Data extracted from a collection
>>

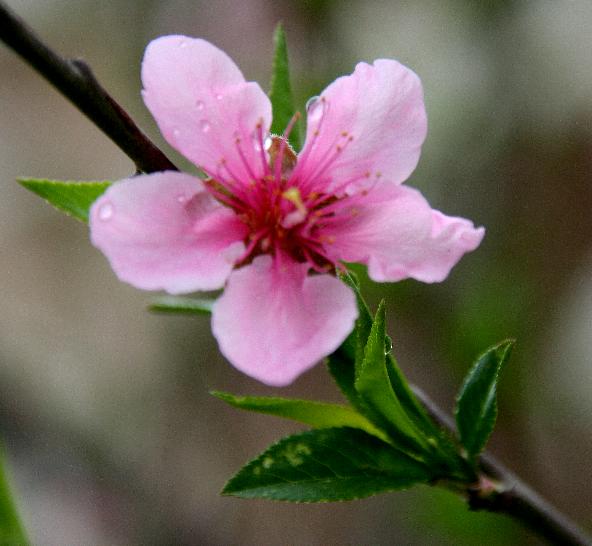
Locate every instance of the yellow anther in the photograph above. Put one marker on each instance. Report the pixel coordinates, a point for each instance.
(293, 195)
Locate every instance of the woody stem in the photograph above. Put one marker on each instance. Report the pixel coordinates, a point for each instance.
(515, 498)
(74, 79)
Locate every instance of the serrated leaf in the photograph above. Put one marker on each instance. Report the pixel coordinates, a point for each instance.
(342, 363)
(476, 408)
(325, 465)
(73, 198)
(182, 305)
(11, 530)
(313, 413)
(280, 94)
(372, 382)
(342, 366)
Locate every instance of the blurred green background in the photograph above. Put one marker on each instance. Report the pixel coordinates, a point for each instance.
(109, 431)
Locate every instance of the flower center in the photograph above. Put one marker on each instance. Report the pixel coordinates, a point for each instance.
(287, 216)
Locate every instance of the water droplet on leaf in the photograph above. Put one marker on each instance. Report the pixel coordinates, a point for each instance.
(388, 345)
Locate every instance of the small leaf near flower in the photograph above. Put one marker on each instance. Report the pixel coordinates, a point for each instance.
(476, 408)
(73, 198)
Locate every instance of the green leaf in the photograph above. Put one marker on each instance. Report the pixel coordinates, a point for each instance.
(280, 93)
(325, 465)
(383, 407)
(315, 414)
(476, 407)
(342, 363)
(181, 305)
(73, 198)
(11, 530)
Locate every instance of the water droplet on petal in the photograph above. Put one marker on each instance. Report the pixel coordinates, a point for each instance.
(310, 103)
(106, 211)
(315, 108)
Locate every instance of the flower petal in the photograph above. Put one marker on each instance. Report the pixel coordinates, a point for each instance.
(165, 231)
(395, 232)
(204, 107)
(274, 322)
(364, 126)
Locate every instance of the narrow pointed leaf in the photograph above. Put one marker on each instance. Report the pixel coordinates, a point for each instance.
(11, 529)
(280, 93)
(342, 366)
(476, 408)
(182, 305)
(325, 465)
(342, 363)
(73, 198)
(372, 382)
(309, 412)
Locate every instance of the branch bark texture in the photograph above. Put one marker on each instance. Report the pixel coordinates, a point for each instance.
(511, 496)
(74, 79)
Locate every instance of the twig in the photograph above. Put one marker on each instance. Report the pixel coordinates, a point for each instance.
(75, 80)
(512, 497)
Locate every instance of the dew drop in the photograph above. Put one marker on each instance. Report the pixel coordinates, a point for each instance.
(311, 103)
(106, 211)
(315, 107)
(388, 344)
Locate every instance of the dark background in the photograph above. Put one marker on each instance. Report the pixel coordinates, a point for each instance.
(110, 432)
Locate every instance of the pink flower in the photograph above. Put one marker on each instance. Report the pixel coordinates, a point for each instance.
(270, 227)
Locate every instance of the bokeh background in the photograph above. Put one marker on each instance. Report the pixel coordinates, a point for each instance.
(109, 430)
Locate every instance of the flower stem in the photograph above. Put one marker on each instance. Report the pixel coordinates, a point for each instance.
(512, 496)
(75, 80)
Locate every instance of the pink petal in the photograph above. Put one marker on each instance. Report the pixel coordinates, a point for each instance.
(274, 322)
(202, 105)
(370, 124)
(164, 231)
(395, 232)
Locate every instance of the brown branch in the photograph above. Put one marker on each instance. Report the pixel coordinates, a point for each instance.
(75, 80)
(511, 496)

<<

• **TASK**
Each line from the one holding "Locate every instance of the pink petal" down to the end of the records above is to be repeated exactly; no other line belongs in the reply.

• **EXERCISE OUTPUT**
Locate every instance of the pink petal in the photograph above. Put one marker on each instance. Report the pixel coordinates, a point for each instance.
(274, 322)
(202, 105)
(370, 124)
(164, 231)
(395, 232)
Locate every instance of the brown branch in the photograph above. Put one marker on each instance. Report the pixel coordinates, a point for each instance.
(75, 80)
(511, 496)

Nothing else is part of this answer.